Task details —
Please return every line of the records that contains the word "chair".

Items from a dataset:

▽

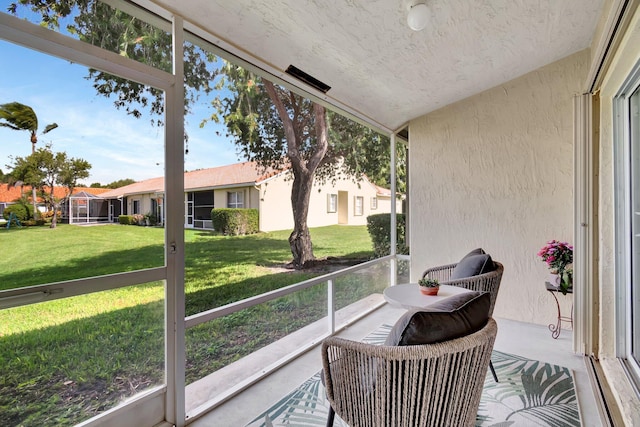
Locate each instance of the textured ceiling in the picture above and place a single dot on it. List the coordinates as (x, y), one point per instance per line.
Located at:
(382, 70)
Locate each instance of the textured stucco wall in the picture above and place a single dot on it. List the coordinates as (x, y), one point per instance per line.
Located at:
(496, 171)
(627, 56)
(275, 203)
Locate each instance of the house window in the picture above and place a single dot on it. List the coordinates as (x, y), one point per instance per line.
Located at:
(235, 199)
(627, 183)
(332, 203)
(359, 206)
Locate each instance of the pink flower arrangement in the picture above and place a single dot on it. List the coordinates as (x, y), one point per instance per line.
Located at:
(558, 255)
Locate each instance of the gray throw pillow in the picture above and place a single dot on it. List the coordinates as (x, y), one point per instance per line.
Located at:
(472, 265)
(477, 251)
(452, 318)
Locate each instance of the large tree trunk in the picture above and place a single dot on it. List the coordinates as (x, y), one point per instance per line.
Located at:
(303, 172)
(300, 238)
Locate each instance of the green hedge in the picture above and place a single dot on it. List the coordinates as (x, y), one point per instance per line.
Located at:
(379, 227)
(235, 221)
(126, 219)
(22, 212)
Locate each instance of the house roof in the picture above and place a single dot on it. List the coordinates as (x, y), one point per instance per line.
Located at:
(9, 193)
(377, 67)
(234, 175)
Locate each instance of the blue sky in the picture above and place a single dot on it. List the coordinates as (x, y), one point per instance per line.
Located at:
(117, 145)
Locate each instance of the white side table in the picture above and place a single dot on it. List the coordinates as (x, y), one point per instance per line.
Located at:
(408, 295)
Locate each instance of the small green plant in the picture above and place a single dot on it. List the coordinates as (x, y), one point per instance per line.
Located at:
(428, 282)
(235, 222)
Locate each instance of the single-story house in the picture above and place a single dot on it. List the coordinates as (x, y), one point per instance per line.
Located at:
(247, 185)
(10, 193)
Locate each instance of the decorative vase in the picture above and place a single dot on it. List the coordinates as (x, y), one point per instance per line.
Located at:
(429, 290)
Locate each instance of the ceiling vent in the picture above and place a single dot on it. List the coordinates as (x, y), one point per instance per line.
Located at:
(310, 80)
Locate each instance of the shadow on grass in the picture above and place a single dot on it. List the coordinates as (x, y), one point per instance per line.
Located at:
(61, 375)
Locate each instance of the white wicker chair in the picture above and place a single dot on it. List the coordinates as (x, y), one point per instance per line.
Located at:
(423, 385)
(487, 282)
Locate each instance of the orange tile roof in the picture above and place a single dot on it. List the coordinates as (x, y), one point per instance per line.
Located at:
(9, 193)
(246, 173)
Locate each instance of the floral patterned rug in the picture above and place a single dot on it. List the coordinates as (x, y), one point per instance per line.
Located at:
(530, 393)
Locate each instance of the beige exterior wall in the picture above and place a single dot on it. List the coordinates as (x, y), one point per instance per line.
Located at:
(250, 195)
(275, 203)
(496, 171)
(145, 203)
(626, 57)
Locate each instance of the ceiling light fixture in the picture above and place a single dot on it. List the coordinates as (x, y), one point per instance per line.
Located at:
(418, 16)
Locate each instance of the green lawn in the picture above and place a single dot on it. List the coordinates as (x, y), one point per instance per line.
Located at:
(66, 360)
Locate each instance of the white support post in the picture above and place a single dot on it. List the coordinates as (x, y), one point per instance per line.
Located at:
(585, 230)
(393, 237)
(174, 236)
(331, 310)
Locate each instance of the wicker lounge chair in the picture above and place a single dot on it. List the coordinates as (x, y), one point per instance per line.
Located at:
(417, 385)
(487, 282)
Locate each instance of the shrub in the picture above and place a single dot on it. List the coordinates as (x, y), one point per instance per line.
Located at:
(125, 219)
(151, 218)
(235, 221)
(139, 219)
(21, 212)
(379, 227)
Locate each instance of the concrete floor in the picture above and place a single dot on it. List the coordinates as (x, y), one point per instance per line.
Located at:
(527, 340)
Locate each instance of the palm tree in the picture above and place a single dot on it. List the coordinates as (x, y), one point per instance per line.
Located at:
(17, 116)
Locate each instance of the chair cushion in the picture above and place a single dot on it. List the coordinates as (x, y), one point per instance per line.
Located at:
(477, 251)
(472, 265)
(451, 318)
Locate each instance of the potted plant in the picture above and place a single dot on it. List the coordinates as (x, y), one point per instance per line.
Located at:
(559, 258)
(429, 286)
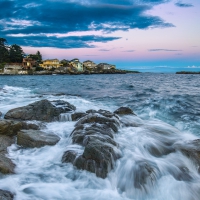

△

Exercise response —
Locate each instance of the white wicker chair in the picture above and place a single dot on it. List the coordinates as (x, y), one point per instance per line.
Locate each instance of the wicker lounge chair in the picture above and place a single dot on it. List the coordinates as (x, y), one point per instance per line.
Locate each instance of the chair cushion in the picture above and place a single dot on it. List the coordinates as (x, y), one point per instance per line.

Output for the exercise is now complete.